**What you need to do:**
Swap "dropping" for "placing" in every one of the entries below, and reproduce them with nothing else altered.

* START Stored rows *

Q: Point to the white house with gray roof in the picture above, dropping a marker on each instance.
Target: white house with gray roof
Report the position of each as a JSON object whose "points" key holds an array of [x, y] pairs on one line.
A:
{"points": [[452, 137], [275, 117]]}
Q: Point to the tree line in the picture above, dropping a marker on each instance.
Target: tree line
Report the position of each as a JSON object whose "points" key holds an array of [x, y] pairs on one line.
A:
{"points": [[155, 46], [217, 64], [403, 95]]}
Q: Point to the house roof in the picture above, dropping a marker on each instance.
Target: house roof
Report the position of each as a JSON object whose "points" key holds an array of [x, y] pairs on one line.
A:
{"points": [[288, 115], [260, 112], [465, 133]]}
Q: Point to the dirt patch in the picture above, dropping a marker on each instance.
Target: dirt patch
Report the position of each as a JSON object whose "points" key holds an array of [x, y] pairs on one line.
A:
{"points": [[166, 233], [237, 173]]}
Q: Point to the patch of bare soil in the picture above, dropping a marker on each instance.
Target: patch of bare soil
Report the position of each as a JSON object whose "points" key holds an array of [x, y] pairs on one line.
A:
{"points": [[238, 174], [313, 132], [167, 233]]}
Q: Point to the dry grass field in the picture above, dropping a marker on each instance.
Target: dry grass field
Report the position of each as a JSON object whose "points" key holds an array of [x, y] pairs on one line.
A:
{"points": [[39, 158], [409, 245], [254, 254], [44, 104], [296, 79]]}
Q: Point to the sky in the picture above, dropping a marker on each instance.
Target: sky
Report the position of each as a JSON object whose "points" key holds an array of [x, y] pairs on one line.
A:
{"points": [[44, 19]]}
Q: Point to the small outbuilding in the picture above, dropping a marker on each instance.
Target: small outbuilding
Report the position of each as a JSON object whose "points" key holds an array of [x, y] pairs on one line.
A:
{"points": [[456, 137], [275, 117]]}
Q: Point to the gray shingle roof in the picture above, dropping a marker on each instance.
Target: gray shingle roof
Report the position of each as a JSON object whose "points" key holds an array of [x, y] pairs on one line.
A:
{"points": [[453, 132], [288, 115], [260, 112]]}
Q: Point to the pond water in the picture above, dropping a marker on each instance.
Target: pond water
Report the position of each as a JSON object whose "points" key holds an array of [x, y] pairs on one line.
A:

* END Stored rows *

**Solution:**
Q: Point to the white house with gray roof in the picture above, placing a marker on each instance.
Target: white house with gray roof
Report the position of each as a JSON object whose "points" key holds an array of [x, y] pairs on one line.
A:
{"points": [[452, 137], [275, 117]]}
Q: Point to the tree line in the picture above, placing a marker on each instance.
Target: tree line
Report the position of each as a JSON object whose "points" key holds an array of [x, y] pairs on one line.
A:
{"points": [[155, 46], [217, 64], [403, 95]]}
Q: Point to the house roof in the picture above, placing a marker on each instance.
Target: house roof
Report the position of each as a JSON object whose "points" key holds an array of [x, y] pairs on one line.
A:
{"points": [[288, 115], [260, 112], [465, 133]]}
Q: Point to the dirt patch in the picture above, placing a marker on each instance.
Target: dirt patch
Report the position of each as a JSON object whose "points" key holds an array of [x, y] pairs on one line.
A:
{"points": [[166, 233], [237, 173]]}
Q: Point to the patch of bare soil in the picture above, placing a marker on each instance.
Target: patch of bare soil
Report the position of each as a JSON object whose "points" key holds an array of [x, y] pairs on one line.
A:
{"points": [[238, 174], [313, 132], [167, 233]]}
Q: Point to the dry grass field in the picture above, placing a marker on each instance.
Target: dry grass field
Report the position of each as a JSON object whose "points" key holds an array of [x, y] pairs on one line.
A:
{"points": [[39, 158], [409, 245], [254, 254], [44, 104], [296, 79]]}
Q: Point to the sky in the picture above, placing a marker on each instance.
Target: sky
Report the position of each as a JSON object whose "points" key holds an array of [x, y] pairs on one line.
A:
{"points": [[44, 19]]}
Q: Point to the small outbuilding in the picture above, placing a marker on each instance.
Target: small outbuilding
Report the position of each as a JSON object whose "points" key holds an array of [x, y] pairs on one line.
A:
{"points": [[456, 137], [275, 117]]}
Q: Point to the gray shingle roof in the picture above, placing a marker on each instance.
Target: gray shingle roof
Report the position of each as a JSON object whose "points" key holds an array of [x, y] pairs on one line.
A:
{"points": [[453, 132], [288, 115], [260, 112]]}
Q: Point to the pond water in the picture above, placing a marker on each instance.
Target: pond water
Report the position of each as a JSON object whose "points" key holds an array of [x, y] pairs on one line.
A:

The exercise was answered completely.